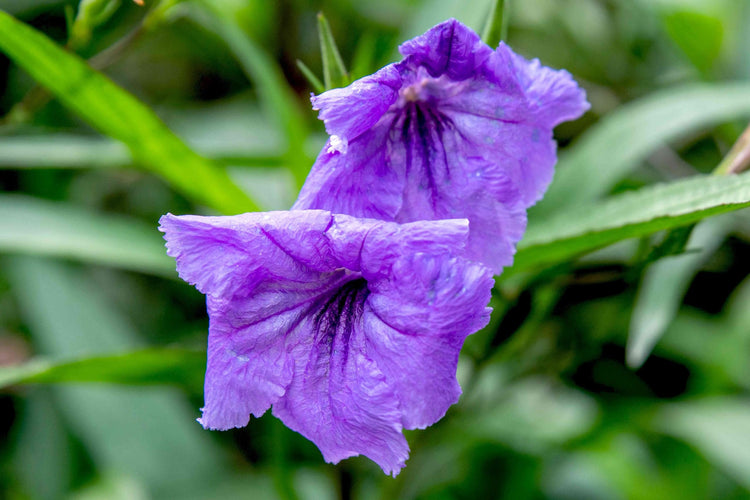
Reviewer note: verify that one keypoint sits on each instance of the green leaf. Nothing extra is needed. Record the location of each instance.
(718, 427)
(118, 114)
(698, 35)
(44, 455)
(176, 366)
(150, 433)
(62, 151)
(334, 71)
(622, 140)
(496, 28)
(33, 226)
(278, 99)
(663, 286)
(313, 80)
(638, 213)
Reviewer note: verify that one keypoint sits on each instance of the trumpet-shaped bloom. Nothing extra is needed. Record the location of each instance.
(454, 130)
(350, 328)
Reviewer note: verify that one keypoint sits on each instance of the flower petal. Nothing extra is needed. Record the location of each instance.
(340, 401)
(449, 48)
(418, 320)
(349, 111)
(223, 256)
(359, 183)
(553, 94)
(249, 367)
(470, 136)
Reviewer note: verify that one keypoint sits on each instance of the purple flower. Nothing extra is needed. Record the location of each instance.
(454, 130)
(350, 328)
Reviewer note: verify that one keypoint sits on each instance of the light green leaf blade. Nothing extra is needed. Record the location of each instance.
(637, 213)
(621, 141)
(496, 28)
(32, 226)
(118, 114)
(311, 78)
(334, 71)
(62, 151)
(278, 99)
(147, 433)
(663, 286)
(147, 366)
(42, 459)
(698, 35)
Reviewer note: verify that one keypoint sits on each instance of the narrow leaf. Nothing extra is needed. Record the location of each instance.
(621, 141)
(718, 427)
(698, 35)
(278, 99)
(638, 213)
(313, 80)
(496, 28)
(33, 226)
(183, 367)
(148, 433)
(118, 114)
(334, 71)
(664, 285)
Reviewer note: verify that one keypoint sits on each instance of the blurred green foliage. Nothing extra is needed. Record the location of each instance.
(203, 108)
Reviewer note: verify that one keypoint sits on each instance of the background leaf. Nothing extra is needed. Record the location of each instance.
(175, 366)
(629, 215)
(119, 115)
(40, 227)
(146, 433)
(617, 145)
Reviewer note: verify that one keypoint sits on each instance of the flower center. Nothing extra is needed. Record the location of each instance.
(340, 312)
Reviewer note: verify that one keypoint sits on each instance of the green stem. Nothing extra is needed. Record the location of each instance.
(738, 158)
(496, 28)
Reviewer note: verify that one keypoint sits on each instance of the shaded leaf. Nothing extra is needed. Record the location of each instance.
(718, 427)
(622, 140)
(698, 35)
(149, 433)
(664, 285)
(278, 99)
(34, 226)
(648, 210)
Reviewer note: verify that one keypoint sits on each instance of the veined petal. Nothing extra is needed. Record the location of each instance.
(350, 111)
(297, 302)
(359, 183)
(469, 136)
(450, 48)
(553, 94)
(224, 256)
(418, 319)
(339, 398)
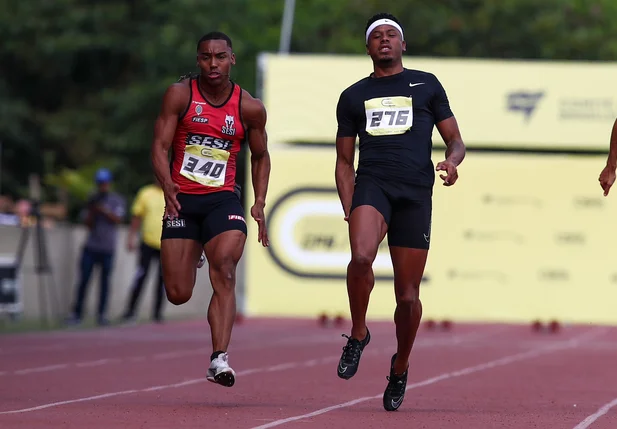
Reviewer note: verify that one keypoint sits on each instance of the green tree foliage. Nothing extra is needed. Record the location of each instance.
(81, 81)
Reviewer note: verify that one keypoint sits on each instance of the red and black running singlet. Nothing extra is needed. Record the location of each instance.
(206, 143)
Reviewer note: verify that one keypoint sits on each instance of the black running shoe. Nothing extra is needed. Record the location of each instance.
(395, 391)
(348, 365)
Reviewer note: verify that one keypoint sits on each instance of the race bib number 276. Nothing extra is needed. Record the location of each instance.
(388, 115)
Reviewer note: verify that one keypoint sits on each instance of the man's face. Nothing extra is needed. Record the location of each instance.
(385, 45)
(214, 58)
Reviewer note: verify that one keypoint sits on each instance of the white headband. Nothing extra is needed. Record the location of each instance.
(384, 21)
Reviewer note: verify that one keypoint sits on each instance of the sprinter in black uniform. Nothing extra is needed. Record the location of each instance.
(393, 112)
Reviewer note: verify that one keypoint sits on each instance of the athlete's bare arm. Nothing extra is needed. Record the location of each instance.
(255, 116)
(607, 176)
(174, 103)
(455, 150)
(344, 172)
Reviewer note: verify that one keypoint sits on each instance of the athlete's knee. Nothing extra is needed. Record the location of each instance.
(362, 259)
(408, 296)
(176, 294)
(224, 271)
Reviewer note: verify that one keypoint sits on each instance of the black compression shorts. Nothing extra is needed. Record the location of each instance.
(202, 217)
(406, 210)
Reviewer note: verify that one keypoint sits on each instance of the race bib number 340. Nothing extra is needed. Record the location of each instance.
(388, 115)
(205, 165)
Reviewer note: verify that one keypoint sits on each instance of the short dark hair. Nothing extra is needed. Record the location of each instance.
(381, 16)
(215, 35)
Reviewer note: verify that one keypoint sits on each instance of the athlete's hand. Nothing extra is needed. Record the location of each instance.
(451, 175)
(257, 211)
(607, 178)
(172, 206)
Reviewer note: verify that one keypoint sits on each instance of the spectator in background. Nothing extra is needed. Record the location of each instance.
(104, 212)
(148, 211)
(607, 176)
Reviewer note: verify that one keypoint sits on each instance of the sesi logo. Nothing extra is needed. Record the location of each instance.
(175, 223)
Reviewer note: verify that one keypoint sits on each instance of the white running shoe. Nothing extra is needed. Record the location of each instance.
(220, 372)
(202, 260)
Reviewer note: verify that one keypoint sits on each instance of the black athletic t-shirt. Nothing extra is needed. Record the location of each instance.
(394, 117)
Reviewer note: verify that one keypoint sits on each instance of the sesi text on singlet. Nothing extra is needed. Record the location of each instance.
(206, 143)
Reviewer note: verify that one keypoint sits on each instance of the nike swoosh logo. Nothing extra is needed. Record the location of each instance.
(396, 404)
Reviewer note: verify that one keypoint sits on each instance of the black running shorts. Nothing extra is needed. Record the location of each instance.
(406, 209)
(202, 217)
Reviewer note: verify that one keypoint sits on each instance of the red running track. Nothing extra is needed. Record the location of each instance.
(153, 376)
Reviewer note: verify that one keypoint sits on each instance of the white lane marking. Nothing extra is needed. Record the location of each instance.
(595, 416)
(279, 367)
(569, 344)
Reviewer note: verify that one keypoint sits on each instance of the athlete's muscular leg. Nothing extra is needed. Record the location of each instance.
(408, 270)
(223, 253)
(179, 257)
(367, 229)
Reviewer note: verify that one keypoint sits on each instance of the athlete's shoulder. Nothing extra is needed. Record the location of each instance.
(421, 76)
(253, 109)
(355, 87)
(177, 96)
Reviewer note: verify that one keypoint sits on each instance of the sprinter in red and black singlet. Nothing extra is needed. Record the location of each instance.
(203, 122)
(207, 142)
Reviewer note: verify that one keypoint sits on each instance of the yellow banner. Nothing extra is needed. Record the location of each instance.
(518, 237)
(563, 105)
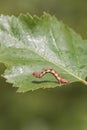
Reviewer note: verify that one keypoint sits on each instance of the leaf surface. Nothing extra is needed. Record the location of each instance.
(29, 44)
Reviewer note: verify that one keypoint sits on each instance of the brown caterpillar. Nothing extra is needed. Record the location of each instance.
(52, 71)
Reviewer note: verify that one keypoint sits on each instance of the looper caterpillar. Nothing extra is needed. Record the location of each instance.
(52, 71)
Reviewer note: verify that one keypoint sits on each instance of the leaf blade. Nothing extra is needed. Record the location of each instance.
(32, 44)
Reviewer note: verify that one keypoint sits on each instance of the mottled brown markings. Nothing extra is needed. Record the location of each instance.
(52, 71)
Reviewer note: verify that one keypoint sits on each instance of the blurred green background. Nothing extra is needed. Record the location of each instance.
(62, 108)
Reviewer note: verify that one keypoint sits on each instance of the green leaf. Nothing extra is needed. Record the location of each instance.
(29, 44)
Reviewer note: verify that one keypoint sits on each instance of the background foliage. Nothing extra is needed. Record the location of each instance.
(48, 109)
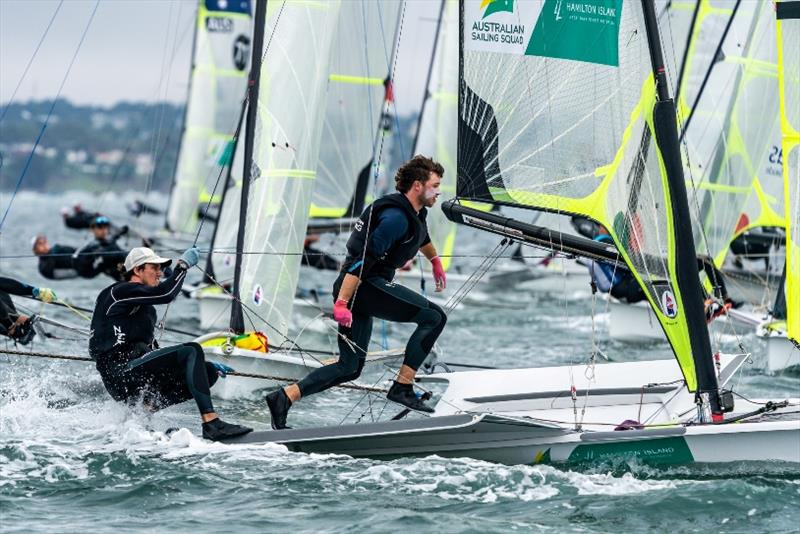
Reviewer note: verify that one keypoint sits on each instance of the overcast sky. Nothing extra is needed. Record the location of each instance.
(138, 50)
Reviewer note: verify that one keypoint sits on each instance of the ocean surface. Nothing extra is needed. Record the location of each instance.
(73, 460)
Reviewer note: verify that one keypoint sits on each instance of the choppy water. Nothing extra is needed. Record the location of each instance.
(73, 460)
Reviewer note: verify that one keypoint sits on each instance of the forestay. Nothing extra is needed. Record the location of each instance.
(557, 104)
(217, 85)
(361, 56)
(788, 37)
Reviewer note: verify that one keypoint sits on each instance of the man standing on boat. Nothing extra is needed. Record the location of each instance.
(389, 233)
(126, 352)
(13, 324)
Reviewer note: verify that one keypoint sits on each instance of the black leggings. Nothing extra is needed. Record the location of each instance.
(165, 377)
(379, 298)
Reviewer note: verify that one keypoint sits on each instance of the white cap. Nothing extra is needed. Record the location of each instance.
(141, 255)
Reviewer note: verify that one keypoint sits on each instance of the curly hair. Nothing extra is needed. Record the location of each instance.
(418, 168)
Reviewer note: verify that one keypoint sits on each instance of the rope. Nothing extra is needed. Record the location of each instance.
(257, 376)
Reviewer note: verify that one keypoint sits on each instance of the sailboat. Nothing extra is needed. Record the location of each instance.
(220, 63)
(285, 107)
(729, 124)
(599, 66)
(783, 333)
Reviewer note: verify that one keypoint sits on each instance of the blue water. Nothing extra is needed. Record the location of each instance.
(73, 460)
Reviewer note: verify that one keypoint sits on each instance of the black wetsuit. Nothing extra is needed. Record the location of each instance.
(99, 256)
(80, 220)
(57, 264)
(127, 355)
(8, 312)
(396, 233)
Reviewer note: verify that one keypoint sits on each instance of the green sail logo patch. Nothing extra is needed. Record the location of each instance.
(582, 31)
(495, 6)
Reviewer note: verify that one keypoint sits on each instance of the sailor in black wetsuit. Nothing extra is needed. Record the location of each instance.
(126, 353)
(55, 262)
(12, 323)
(389, 233)
(102, 255)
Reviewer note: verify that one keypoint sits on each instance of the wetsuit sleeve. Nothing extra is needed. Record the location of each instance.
(130, 294)
(392, 226)
(9, 285)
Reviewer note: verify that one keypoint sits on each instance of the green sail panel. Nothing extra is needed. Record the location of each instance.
(223, 33)
(788, 39)
(575, 137)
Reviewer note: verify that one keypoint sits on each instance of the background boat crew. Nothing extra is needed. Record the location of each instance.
(102, 254)
(13, 324)
(78, 219)
(126, 352)
(56, 261)
(389, 233)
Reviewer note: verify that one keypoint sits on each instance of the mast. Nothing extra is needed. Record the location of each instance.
(237, 317)
(428, 77)
(183, 120)
(356, 205)
(209, 271)
(664, 118)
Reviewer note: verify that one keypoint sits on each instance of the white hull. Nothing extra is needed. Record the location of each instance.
(526, 416)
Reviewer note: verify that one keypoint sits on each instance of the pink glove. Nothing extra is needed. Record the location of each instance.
(341, 314)
(438, 273)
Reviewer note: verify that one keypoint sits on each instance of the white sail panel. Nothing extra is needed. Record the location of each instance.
(437, 137)
(291, 106)
(217, 87)
(360, 63)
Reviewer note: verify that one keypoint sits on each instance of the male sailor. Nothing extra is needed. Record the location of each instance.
(389, 233)
(616, 280)
(103, 254)
(126, 352)
(56, 261)
(13, 324)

════════════════

Problem description: Everything from the line containing "the white hull." to the end of the data above should be quoted exactly, please, both ends included, and nothing outside that span.

Response below:
Reviewer note: verify that one keypoint sits on each instance of the white hull. Nothing extra is needed. Record the location of each instance.
(526, 416)
Reviewer note: verify that one keypoint sits on each instance of the pink glove. Nothing extra is needed. Record the location of each instance.
(341, 314)
(438, 273)
Reviewer note: verify that one keypoint sits on each instance of the white sail panel. Nothing extra is needed. Record the location of each instance.
(437, 137)
(291, 106)
(217, 87)
(360, 63)
Reviewer note: verify that one keypoint sits on each instance of the male sailor. Nothing extra is needed. Record the location of each instance.
(389, 233)
(616, 280)
(103, 254)
(126, 352)
(56, 261)
(13, 324)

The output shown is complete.